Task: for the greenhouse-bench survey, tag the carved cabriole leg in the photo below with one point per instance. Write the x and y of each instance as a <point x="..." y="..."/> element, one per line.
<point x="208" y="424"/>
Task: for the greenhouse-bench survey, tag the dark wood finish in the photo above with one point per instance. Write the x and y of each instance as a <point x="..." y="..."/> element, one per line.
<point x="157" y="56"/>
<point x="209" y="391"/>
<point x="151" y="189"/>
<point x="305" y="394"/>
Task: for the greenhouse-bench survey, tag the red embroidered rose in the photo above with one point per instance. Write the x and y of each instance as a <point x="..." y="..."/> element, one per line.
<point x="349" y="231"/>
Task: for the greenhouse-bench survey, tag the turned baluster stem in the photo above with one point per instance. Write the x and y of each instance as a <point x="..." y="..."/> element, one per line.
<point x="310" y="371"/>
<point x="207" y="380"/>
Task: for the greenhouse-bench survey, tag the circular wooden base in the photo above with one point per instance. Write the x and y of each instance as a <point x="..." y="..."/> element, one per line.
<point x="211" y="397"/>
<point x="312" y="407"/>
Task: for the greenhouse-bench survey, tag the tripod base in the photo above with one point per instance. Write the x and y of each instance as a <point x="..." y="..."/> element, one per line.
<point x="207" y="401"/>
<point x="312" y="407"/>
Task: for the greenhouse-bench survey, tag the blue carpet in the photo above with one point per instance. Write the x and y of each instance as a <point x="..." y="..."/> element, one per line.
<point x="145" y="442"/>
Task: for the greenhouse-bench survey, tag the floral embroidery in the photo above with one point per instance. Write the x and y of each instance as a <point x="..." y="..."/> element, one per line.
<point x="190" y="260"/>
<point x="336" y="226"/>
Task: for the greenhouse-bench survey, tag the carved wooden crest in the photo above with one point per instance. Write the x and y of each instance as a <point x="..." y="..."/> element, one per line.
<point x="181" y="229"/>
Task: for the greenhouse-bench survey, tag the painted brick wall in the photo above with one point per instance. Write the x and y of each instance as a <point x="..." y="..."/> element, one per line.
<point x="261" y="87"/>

○ ○ ○ ○ ○ ○ ○

From the records above, extract everything verbatim.

Task: for the greenhouse-bench survey, tag the carved cabriole leg in the photo below with one point per instance. Write the x and y of each instance as a <point x="..." y="..."/> element, one per line.
<point x="208" y="424"/>
Task: for the greenhouse-bench survey, tag the dark wood finish in the photo above with one point per instance. Write the x and y of each instance as a <point x="..." y="..."/> element, one per line.
<point x="157" y="56"/>
<point x="209" y="391"/>
<point x="151" y="189"/>
<point x="305" y="394"/>
Task: for the greenhouse-bench survey, tag the red embroidered rose in the photo above with one point per instance. Write the x and y of each instance as a <point x="..." y="..."/> element, one per line.
<point x="349" y="231"/>
Task: for the greenhouse-bench survey, tag the turned baluster stem in the photo above with one point per instance. Write the x and y of each instance as a <point x="..." y="..."/> element, one per line.
<point x="310" y="371"/>
<point x="207" y="380"/>
Task: for the greenhouse-bench survey, tag the circular wooden base in the photo above with one point per instance. Write the x and y of each instance as a <point x="..." y="..."/> element, one per line.
<point x="211" y="397"/>
<point x="312" y="407"/>
Task: for the greenhouse-bench survey, tag the tripod base in the photo above with one point per instance. Write the x and y of each instance as a <point x="..." y="..."/> element, one per line.
<point x="207" y="401"/>
<point x="312" y="407"/>
Task: for the greenhouse-bench survey, tag the blue carpet in the photo above with one point per instance. Write the x and y of each instance as a <point x="..." y="..."/> element, one per line.
<point x="145" y="442"/>
Task: for the greenhouse-bench survey, tag the floral embroidery in the photo above with one point per instance. Write the x and y of each instance as a <point x="..." y="..."/> element, one per line.
<point x="190" y="260"/>
<point x="336" y="226"/>
Task: for the greenhouse-bench survey, tag the carved wooden crest in the photo above with one point per instance. Write the x and y of each instance as a <point x="..." y="..."/> element, one per line.
<point x="181" y="229"/>
Task: for the greenhouse-bench survey, tag the painted brick wall in the photo above with one point per instance. Write the x and y of each instance as a <point x="..." y="..."/> element, one per line.
<point x="261" y="87"/>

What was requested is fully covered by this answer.